Provided records Block Start
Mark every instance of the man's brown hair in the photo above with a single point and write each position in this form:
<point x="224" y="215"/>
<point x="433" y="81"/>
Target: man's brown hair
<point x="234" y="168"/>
Provided records Block End
> **Task item**:
Quote all the records. Keep every word exact.

> **Solution for this task**:
Mark every instance of the man's brown hair in the photo above with a single point and write each position in this form:
<point x="224" y="215"/>
<point x="433" y="81"/>
Target: man's brown hair
<point x="234" y="168"/>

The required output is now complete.